| SHORT EXERCISE |
List every line in the entries below that contains the word "Query", copying each such line in full. Count only matches with the same capitalization.

| TASK INPUT |
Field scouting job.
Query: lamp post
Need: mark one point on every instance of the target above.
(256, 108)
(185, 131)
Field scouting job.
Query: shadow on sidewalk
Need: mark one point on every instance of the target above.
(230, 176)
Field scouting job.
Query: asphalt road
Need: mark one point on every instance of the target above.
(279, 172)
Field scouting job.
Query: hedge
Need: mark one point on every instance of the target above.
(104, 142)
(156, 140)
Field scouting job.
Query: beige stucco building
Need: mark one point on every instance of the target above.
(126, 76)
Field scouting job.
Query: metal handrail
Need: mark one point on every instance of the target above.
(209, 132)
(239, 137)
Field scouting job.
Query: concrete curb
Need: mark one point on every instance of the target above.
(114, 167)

---

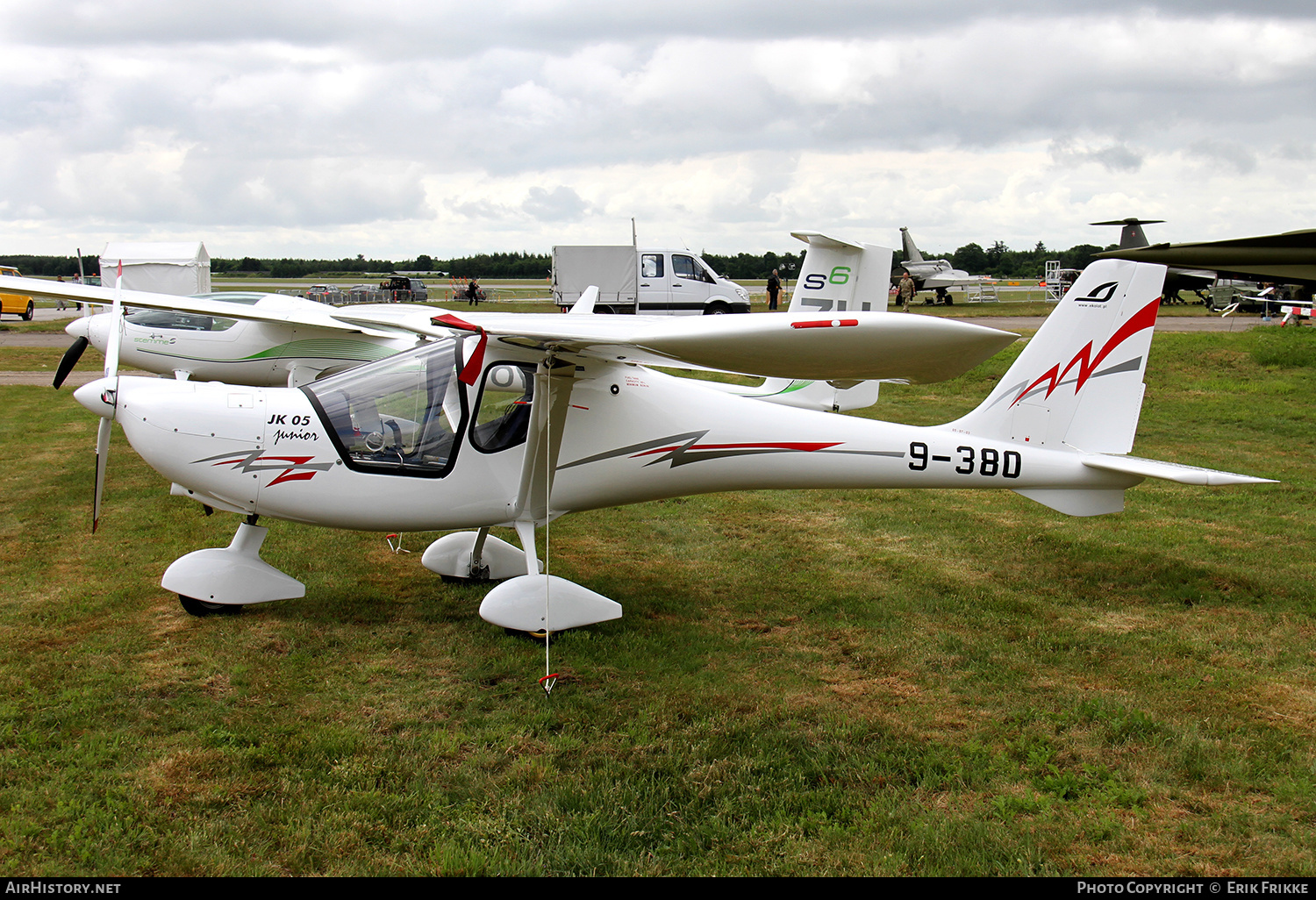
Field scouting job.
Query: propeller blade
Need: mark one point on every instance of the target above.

| FULL ANSWER |
Query: lamp post
Query: shadow on sidewalk
Query: asphalt road
Query: hedge
Query: beige stucco building
Query: metal handrail
Query: concrete curb
Query: propeller blade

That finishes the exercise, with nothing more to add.